*** Opening Data for the task ***

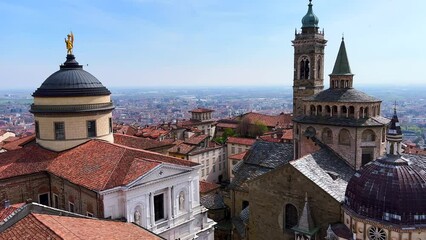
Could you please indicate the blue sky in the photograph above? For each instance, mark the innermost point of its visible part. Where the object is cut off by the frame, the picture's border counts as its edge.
(207, 42)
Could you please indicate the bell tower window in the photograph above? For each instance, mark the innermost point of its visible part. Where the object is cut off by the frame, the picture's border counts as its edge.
(304, 69)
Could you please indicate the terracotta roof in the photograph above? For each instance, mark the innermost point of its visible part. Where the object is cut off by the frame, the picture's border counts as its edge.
(127, 130)
(5, 212)
(137, 142)
(18, 143)
(28, 160)
(241, 141)
(96, 164)
(269, 138)
(201, 110)
(282, 120)
(206, 187)
(287, 134)
(195, 140)
(227, 125)
(44, 226)
(100, 165)
(238, 156)
(182, 148)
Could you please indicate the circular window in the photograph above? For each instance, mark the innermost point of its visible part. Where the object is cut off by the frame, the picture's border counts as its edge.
(375, 233)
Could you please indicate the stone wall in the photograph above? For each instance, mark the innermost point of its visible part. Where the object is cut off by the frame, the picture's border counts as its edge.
(270, 193)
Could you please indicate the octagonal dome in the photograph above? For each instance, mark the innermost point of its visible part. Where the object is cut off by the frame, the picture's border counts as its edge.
(71, 81)
(389, 189)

*** Closing Data for the task ***

* _Exercise details_
Every line between the one holding "Could you please indicate the stone" and the end of the listing above, inclusive, must be transcribed exactly; omit all others.

* _Task answer_
Could you please indicate the stone wall in the photograph above? For each instance, mark the innermost point of its visible part. Where the object is cut off by the frame, the picture's border counts as its edge.
(270, 193)
Could you please indicate the octagonal dome in the photograph above? For each instance, mark the innermost point of its visible part. Where the object is cut off by the frame, the picture's border counts as its edge.
(71, 81)
(389, 189)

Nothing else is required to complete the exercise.